:: Objective ::
In the lines below, find the one that contains "edge line in the photo above." and write it out exactly, along with every line that follows it.

** start of Information provided **

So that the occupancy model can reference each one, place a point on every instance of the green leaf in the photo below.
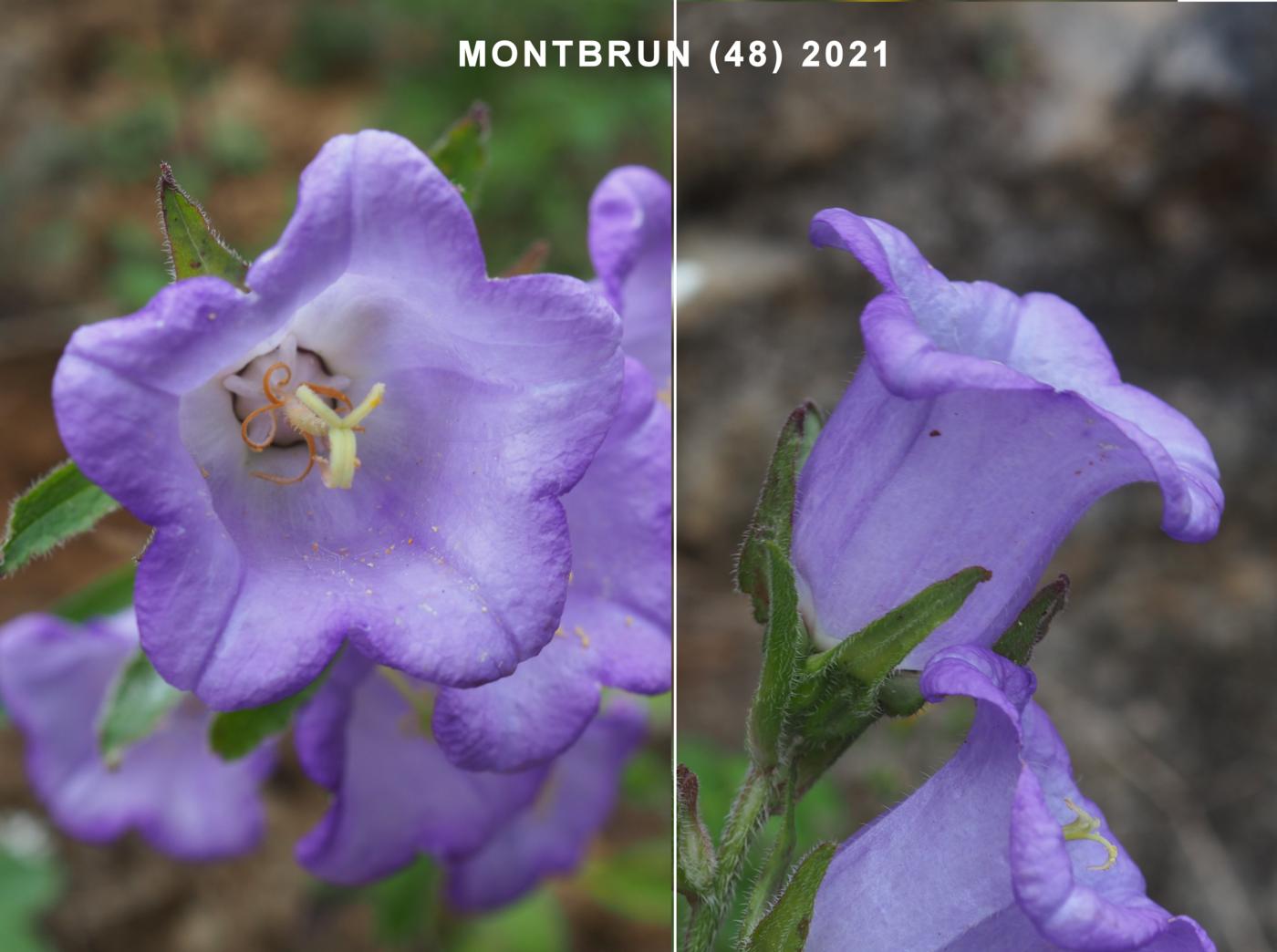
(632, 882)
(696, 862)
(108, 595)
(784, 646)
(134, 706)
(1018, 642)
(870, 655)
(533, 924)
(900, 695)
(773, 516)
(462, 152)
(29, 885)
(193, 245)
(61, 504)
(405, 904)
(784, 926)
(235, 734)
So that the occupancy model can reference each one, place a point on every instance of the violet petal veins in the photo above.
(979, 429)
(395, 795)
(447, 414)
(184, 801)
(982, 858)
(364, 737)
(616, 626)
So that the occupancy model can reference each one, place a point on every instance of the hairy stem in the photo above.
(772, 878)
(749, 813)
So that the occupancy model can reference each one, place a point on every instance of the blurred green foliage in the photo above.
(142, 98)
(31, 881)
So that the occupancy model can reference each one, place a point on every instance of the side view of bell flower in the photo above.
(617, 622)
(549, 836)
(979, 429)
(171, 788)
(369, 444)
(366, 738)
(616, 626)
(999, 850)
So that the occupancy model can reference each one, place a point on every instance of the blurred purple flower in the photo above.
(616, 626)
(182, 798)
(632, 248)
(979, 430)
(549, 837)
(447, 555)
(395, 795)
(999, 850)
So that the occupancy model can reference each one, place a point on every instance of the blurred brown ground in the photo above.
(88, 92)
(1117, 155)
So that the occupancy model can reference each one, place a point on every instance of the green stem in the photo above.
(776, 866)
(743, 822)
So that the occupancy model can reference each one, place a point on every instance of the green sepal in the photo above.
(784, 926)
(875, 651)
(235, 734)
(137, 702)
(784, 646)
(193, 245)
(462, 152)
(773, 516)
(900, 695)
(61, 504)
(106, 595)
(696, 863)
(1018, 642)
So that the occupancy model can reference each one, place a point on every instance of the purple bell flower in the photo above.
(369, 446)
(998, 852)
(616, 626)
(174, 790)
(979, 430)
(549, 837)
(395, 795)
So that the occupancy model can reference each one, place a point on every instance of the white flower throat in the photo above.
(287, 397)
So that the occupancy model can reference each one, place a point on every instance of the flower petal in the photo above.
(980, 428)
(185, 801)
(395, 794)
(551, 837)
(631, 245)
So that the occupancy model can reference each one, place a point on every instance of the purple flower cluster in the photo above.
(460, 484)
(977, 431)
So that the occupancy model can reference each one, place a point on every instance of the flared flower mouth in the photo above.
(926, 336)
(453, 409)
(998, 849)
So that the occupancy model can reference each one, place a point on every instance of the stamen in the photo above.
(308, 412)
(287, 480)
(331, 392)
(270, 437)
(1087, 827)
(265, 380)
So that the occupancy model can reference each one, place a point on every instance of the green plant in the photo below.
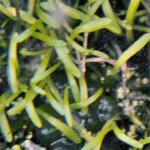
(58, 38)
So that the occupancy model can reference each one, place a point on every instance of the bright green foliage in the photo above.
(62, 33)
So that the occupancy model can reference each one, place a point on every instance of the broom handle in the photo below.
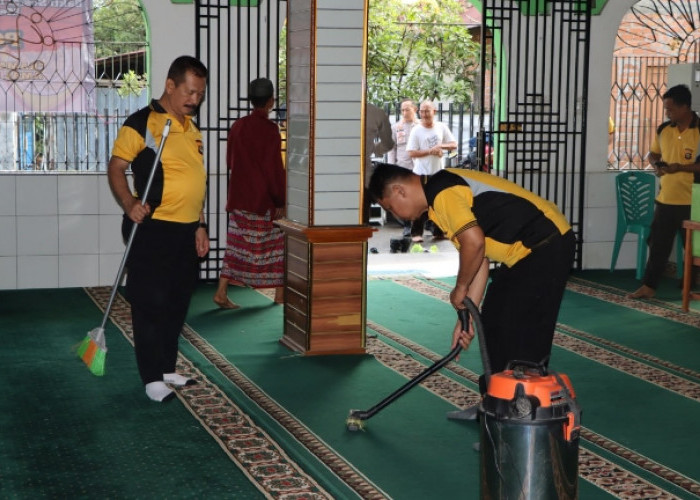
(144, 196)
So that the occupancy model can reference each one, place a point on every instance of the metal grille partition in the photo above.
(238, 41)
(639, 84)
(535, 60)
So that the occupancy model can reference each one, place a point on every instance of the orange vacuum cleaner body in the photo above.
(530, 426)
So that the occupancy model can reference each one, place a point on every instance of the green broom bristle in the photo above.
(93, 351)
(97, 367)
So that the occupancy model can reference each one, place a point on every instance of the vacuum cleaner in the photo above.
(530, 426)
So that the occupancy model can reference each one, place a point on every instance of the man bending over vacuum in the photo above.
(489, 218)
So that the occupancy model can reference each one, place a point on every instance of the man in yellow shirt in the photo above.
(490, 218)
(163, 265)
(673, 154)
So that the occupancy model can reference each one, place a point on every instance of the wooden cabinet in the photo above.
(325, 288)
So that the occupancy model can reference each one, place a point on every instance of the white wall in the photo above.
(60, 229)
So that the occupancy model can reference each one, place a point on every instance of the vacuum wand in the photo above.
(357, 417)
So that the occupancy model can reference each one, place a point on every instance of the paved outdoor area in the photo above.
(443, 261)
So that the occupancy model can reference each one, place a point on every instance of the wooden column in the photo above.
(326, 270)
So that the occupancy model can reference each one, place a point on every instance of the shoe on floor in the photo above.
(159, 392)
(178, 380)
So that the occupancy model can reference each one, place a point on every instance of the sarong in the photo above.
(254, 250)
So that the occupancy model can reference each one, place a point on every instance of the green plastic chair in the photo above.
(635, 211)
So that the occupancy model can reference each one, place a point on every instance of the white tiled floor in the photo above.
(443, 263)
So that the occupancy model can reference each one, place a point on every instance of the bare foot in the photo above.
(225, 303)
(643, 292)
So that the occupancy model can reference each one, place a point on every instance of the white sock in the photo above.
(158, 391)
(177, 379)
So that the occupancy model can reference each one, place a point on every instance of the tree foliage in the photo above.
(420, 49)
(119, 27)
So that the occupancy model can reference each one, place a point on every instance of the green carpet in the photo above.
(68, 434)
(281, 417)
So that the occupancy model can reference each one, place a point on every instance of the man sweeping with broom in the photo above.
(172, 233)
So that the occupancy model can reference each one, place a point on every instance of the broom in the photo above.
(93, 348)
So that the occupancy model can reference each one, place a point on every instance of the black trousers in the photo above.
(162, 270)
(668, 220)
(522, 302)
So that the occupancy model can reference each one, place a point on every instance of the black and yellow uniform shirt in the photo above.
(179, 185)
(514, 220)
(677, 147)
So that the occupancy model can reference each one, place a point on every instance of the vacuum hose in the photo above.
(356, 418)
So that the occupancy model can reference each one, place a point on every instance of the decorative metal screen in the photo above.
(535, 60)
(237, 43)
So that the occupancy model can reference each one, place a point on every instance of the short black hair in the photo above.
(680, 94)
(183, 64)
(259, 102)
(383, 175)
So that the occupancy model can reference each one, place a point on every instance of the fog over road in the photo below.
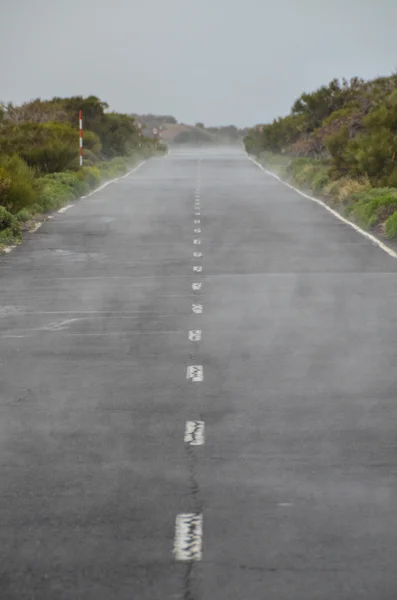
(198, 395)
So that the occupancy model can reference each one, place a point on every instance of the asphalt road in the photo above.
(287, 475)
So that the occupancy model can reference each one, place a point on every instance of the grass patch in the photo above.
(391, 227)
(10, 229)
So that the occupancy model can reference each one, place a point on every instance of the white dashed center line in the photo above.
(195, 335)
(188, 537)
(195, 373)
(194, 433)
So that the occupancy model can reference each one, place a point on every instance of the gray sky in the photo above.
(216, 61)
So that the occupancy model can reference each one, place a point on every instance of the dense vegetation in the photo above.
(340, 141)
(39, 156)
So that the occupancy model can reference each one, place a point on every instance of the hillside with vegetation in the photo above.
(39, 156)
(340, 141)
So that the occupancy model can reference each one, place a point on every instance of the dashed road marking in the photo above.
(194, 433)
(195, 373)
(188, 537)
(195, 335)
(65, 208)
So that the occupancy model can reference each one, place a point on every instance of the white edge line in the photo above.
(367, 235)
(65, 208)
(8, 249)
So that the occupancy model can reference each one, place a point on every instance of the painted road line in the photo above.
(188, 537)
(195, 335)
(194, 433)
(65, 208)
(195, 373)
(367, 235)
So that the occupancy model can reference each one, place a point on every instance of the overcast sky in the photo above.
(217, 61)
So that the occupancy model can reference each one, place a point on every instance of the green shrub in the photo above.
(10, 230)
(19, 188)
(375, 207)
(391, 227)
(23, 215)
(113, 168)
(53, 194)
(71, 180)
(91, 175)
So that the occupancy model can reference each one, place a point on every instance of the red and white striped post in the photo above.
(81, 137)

** end of Information provided **

:: Written answer ::
So that the occupancy model can reference each one, place a point on every instance of the white edge line in the photo above.
(367, 235)
(65, 208)
(8, 249)
So that the occupancy model can reference each one, place a point on every instance of the painted road line in the photo above.
(188, 537)
(195, 335)
(194, 433)
(65, 208)
(195, 373)
(367, 235)
So that the occupancy model can reference each one, place a point on every instance of the overcast sky in the photo above.
(217, 61)
So that the occupancy model can reference each one, place a point on every instance of the green shrub in the photo above.
(10, 230)
(19, 188)
(375, 207)
(391, 227)
(23, 215)
(113, 168)
(53, 194)
(71, 180)
(91, 175)
So that the occupancy model can reference each one, place a point on every instance of the red and white striped post in the photo above.
(81, 137)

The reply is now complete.